### TASK DETAILS
Retrieve every line of the data holding the word "below".

### ENTRIES SHOWN
__________________________________________________

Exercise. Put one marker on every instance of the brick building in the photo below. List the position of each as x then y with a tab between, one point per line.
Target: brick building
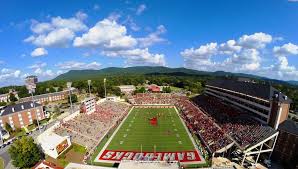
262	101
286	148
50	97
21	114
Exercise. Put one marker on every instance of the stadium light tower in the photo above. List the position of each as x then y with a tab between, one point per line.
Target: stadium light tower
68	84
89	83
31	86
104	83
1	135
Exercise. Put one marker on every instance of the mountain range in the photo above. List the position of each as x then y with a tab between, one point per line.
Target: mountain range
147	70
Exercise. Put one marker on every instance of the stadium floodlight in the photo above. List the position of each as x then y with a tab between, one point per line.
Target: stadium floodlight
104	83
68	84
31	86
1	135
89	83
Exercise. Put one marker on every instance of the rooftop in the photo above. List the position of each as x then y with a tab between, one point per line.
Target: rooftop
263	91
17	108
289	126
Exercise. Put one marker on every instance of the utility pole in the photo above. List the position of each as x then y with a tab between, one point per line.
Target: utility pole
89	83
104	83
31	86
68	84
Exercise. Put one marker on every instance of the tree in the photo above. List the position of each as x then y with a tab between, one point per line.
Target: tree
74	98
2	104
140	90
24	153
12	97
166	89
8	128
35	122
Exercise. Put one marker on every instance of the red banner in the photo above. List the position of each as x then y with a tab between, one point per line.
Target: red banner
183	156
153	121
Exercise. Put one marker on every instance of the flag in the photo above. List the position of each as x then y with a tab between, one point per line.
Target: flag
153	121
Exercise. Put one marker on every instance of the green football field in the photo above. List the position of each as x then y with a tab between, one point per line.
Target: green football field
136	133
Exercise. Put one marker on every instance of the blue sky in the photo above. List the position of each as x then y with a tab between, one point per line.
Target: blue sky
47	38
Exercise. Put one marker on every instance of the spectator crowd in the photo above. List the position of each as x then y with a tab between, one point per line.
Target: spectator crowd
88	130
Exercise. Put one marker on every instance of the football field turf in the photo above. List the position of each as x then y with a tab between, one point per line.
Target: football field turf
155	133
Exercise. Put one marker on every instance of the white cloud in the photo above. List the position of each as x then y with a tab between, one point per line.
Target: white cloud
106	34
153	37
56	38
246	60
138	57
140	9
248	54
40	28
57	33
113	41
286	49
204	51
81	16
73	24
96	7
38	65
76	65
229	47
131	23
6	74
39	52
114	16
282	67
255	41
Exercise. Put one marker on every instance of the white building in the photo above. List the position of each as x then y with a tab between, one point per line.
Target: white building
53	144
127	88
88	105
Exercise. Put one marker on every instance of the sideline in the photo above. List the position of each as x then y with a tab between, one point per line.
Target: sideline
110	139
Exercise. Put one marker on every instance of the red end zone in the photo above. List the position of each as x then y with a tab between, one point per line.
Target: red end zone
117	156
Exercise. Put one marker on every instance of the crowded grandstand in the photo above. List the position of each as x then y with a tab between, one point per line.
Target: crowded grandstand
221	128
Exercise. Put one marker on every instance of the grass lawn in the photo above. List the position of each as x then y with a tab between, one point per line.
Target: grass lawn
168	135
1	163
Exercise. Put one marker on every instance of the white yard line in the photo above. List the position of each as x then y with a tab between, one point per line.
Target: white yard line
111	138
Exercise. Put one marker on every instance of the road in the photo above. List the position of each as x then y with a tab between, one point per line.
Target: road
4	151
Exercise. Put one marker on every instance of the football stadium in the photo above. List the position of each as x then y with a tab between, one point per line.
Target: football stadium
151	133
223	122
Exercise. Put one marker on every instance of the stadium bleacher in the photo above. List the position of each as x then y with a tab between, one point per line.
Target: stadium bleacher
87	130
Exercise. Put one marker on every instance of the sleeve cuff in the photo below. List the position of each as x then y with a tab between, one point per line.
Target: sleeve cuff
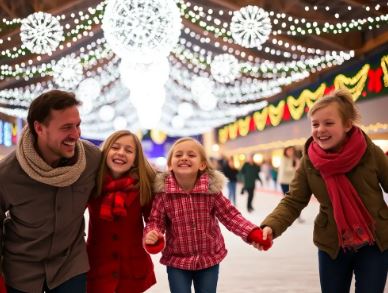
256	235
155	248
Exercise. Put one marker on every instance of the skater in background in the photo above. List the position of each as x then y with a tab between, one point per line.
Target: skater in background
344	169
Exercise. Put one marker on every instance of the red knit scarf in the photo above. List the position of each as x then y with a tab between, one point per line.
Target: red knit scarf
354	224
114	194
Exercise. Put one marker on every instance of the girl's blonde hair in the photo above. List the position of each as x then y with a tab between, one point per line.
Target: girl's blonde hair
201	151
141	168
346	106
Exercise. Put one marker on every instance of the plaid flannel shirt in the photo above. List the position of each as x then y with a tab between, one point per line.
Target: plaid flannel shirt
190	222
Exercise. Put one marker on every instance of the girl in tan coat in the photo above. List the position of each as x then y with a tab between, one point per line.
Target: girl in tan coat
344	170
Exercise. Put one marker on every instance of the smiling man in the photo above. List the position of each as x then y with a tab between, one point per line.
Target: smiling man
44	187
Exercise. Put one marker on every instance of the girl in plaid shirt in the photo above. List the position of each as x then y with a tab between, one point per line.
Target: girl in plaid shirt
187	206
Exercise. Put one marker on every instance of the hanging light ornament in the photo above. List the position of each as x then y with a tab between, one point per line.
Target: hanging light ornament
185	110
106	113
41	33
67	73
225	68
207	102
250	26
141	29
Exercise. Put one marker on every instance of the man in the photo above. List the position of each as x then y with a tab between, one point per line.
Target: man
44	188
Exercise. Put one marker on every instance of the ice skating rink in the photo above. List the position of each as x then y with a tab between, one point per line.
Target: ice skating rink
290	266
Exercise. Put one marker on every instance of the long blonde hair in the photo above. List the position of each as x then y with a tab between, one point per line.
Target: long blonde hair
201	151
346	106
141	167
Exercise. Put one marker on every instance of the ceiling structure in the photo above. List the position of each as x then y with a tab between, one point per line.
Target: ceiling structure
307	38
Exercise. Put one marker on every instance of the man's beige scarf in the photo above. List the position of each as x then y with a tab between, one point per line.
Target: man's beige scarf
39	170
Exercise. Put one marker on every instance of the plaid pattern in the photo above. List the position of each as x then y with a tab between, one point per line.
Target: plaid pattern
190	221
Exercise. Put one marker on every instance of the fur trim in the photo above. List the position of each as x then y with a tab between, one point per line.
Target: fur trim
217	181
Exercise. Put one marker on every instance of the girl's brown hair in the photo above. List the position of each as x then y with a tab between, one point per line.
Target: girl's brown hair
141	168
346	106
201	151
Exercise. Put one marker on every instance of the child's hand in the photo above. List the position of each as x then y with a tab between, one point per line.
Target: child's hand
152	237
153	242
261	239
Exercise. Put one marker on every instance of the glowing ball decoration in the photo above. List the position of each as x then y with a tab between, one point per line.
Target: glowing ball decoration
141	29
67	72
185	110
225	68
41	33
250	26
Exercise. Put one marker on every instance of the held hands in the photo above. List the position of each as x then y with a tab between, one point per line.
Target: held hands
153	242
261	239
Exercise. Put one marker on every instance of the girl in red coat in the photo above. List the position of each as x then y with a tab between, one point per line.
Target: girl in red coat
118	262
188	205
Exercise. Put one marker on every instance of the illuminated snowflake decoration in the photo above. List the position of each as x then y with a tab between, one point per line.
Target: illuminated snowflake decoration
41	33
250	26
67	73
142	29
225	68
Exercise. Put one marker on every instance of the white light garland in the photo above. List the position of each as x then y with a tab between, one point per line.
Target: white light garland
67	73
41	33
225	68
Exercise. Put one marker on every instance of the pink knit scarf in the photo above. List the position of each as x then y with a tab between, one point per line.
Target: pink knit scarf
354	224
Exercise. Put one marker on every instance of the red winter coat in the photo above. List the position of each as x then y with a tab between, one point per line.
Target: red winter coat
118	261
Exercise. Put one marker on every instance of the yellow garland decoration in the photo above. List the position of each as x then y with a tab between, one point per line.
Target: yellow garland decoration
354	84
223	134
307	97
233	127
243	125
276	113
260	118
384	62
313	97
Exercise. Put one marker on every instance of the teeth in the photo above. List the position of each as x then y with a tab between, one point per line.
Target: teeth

__________________________________________________

### EXERCISE ANSWER
Exercise. Put one marker on every instance of the brick building in the photo below. List the position of each as x then y with a tab between, one point per line.
Exercise. Put one marker on every instance of the sleeve cuff in the photo below. List the position of each as x then y with a tab between, one point per line.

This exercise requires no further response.